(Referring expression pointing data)
- - - - -

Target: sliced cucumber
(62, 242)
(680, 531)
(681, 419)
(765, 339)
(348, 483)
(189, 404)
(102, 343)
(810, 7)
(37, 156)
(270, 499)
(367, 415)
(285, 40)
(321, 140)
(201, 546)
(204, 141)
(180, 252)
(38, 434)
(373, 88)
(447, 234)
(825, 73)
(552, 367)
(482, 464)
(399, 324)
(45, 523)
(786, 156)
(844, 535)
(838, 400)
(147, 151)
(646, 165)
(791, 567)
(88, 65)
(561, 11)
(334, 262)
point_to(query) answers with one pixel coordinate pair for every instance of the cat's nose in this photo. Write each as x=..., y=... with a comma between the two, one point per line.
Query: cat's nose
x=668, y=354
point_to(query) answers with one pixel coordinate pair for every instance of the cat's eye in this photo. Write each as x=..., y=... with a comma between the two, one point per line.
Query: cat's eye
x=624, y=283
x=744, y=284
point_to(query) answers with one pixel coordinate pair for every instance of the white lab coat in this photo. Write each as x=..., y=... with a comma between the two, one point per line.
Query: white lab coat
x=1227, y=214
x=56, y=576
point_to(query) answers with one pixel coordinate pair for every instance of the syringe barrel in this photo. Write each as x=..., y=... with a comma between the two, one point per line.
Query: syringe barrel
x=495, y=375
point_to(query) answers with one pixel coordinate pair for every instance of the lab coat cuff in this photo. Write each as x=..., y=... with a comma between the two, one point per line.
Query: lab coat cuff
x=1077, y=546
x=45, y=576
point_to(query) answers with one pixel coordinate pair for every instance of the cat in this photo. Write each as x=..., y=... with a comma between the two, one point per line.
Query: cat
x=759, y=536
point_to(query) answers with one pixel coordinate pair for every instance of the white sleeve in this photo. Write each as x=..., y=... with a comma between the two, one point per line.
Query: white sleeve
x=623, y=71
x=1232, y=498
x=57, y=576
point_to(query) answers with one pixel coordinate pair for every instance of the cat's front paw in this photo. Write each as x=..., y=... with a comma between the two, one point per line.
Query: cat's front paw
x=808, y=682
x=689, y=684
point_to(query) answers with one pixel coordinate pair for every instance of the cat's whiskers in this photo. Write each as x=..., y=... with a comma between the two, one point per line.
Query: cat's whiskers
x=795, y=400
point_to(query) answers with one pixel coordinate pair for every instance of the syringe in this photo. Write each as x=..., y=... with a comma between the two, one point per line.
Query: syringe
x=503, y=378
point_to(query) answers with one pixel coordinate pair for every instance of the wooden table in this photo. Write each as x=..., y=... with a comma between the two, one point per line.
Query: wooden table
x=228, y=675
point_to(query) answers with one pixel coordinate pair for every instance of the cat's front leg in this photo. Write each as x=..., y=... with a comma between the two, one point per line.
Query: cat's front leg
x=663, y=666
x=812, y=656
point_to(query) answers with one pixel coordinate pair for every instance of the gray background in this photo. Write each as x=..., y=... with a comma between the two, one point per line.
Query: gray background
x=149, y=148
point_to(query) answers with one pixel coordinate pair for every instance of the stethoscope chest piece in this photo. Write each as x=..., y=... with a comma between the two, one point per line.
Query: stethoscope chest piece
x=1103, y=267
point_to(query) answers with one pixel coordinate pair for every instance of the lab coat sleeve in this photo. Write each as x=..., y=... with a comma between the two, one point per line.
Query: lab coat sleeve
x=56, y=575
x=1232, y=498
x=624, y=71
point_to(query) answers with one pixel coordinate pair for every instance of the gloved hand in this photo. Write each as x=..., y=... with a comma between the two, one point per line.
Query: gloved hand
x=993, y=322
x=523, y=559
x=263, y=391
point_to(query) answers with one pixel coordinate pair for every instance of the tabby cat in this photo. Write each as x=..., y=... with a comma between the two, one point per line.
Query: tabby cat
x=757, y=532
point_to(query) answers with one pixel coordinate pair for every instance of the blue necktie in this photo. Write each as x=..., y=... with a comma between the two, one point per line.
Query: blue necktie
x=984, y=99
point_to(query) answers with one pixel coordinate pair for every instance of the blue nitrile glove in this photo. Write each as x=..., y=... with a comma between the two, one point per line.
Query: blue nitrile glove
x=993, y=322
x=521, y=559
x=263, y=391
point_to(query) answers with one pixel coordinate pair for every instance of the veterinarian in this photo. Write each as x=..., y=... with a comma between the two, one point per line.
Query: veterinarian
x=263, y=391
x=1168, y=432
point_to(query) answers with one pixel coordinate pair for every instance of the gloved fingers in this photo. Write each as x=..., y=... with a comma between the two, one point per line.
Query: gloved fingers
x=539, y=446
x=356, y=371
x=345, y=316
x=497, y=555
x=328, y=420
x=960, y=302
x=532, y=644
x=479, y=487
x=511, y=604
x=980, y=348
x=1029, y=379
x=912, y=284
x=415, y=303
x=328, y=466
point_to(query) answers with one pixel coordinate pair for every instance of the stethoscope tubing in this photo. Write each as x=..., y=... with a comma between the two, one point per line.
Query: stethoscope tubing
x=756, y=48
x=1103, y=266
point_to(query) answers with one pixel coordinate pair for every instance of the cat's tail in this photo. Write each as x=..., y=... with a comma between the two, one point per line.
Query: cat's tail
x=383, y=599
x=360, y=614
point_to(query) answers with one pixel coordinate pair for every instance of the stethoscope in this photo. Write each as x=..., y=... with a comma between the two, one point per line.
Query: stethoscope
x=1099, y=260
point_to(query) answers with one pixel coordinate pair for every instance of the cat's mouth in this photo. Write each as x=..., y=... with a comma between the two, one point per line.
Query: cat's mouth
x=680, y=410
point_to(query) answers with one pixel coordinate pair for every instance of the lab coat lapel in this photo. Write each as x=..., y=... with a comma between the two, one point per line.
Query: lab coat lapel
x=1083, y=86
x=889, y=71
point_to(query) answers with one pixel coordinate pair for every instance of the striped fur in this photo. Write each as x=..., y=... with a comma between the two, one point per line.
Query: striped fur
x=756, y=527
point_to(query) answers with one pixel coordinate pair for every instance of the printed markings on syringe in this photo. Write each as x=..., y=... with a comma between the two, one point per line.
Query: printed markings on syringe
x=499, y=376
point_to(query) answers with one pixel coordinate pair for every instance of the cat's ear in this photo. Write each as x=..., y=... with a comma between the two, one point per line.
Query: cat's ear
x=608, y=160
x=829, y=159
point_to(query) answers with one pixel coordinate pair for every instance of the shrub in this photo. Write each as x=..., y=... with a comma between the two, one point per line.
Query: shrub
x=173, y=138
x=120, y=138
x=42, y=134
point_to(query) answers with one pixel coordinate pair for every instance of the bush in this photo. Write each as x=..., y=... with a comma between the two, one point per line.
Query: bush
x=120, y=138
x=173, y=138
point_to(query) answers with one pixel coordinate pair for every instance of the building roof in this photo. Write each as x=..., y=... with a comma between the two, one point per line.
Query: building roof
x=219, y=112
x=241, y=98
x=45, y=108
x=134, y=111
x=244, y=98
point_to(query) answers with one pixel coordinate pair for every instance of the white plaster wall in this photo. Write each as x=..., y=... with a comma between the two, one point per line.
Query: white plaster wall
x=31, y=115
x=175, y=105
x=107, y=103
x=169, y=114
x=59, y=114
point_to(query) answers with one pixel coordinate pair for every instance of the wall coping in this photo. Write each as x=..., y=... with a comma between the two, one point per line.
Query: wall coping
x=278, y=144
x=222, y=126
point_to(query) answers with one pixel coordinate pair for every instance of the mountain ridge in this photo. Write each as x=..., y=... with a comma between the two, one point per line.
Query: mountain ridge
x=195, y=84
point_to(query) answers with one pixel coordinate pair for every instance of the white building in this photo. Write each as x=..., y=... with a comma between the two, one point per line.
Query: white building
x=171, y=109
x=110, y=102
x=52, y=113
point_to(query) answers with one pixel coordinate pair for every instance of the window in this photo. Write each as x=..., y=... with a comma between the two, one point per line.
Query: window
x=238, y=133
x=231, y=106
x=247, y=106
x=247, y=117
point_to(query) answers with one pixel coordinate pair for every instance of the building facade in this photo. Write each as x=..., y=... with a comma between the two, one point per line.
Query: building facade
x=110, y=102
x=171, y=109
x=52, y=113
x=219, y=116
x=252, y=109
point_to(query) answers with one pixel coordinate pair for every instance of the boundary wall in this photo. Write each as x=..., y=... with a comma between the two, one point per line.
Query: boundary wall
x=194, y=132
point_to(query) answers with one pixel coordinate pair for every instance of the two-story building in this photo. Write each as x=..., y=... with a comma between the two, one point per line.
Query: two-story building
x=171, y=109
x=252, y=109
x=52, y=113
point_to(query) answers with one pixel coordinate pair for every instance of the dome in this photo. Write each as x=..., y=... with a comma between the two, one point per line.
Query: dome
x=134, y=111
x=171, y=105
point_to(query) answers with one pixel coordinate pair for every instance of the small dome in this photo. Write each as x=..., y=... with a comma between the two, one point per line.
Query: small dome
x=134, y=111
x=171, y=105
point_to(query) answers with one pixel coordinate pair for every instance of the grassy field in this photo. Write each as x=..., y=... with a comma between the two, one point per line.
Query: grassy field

- - - - -

### Problem description
Exactly the lines from the one containing "Query: small dome" through the final line above, and only those, should be given again.

### Exercise output
Query: small dome
x=134, y=111
x=171, y=105
point_to(query) answers with one pixel coordinate pair for every instance of the grassy field in this photo. Write each as x=..., y=... with a comma between the two, one point per line.
Query: grassy field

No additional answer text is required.